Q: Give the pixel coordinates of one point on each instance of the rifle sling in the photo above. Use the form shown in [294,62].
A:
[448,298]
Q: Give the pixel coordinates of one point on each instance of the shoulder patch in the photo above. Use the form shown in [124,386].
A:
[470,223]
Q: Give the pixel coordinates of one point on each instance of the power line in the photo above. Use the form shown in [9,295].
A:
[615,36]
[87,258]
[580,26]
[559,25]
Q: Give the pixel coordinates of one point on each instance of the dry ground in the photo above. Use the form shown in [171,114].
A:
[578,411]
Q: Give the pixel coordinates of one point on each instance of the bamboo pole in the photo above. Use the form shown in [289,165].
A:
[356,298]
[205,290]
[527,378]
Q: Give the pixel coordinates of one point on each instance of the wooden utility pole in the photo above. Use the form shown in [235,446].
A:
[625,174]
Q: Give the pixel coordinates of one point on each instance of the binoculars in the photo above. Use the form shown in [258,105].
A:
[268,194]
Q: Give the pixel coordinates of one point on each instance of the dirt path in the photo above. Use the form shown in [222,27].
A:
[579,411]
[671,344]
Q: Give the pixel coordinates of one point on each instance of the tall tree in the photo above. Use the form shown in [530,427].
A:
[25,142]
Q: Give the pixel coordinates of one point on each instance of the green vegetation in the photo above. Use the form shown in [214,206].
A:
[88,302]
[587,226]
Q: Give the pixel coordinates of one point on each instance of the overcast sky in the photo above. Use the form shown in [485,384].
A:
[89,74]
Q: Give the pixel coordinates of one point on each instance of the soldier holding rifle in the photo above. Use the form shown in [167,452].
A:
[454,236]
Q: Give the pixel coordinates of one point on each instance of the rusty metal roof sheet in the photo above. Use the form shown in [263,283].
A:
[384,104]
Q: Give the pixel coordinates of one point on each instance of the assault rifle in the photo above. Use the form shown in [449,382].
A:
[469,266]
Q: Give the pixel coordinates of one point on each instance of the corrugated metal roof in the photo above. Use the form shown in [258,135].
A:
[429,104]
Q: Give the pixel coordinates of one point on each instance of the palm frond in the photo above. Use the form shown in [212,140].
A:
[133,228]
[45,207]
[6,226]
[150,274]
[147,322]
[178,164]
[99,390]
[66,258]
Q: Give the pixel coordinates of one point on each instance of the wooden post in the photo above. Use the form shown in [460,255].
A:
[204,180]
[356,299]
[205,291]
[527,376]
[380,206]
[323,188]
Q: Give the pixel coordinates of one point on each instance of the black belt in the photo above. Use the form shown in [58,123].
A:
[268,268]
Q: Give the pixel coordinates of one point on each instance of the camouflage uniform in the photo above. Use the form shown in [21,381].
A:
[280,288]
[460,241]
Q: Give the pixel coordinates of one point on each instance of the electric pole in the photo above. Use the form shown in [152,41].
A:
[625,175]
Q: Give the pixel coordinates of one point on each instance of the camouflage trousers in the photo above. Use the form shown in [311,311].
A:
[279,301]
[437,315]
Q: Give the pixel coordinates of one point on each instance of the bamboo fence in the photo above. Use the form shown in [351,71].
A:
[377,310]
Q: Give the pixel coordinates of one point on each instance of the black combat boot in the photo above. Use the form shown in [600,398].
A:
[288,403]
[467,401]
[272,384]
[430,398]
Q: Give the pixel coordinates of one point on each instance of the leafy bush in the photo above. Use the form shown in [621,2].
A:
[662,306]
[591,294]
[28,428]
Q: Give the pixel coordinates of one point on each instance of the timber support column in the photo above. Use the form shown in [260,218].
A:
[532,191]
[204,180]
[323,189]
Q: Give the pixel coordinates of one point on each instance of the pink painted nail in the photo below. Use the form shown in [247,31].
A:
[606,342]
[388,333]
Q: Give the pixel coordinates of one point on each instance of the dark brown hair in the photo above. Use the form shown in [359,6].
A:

+++++

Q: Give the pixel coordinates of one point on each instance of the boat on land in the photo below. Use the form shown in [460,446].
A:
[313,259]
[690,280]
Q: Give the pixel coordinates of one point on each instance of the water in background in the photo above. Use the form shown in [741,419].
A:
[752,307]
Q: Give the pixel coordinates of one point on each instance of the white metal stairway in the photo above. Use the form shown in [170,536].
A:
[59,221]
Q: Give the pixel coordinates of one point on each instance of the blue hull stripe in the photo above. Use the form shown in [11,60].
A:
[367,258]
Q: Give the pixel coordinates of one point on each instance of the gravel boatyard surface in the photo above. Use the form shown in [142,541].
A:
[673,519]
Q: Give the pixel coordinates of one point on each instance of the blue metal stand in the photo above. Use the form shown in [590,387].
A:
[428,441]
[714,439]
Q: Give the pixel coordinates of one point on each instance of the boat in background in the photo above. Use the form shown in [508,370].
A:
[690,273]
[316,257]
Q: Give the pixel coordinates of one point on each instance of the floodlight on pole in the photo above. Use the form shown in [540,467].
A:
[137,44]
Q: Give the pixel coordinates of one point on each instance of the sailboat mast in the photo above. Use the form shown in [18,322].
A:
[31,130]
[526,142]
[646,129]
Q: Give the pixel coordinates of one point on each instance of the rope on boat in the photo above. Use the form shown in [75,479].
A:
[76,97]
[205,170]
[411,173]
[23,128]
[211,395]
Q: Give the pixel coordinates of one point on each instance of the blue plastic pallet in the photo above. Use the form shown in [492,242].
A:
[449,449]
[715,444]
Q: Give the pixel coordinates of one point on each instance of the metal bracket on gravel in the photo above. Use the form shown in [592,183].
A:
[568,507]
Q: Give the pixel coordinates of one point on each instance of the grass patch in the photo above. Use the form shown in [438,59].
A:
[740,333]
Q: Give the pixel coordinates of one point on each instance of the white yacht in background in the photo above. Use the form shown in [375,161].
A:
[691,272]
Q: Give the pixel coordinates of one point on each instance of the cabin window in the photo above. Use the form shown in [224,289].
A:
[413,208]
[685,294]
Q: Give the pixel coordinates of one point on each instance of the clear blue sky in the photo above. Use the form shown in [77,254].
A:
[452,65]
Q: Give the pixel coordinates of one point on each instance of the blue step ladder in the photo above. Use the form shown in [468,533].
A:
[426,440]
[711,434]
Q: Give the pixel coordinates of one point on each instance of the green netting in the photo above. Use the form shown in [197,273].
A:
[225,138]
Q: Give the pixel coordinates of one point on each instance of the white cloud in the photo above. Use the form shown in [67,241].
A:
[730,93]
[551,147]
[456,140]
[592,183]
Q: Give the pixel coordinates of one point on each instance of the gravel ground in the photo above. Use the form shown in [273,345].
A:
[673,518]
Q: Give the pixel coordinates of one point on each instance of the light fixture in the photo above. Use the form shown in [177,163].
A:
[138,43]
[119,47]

+++++

*WORK ITEM:*
Tell how many lines in the material above have the string "camouflage", using only the number.

*TASK RESULT:*
2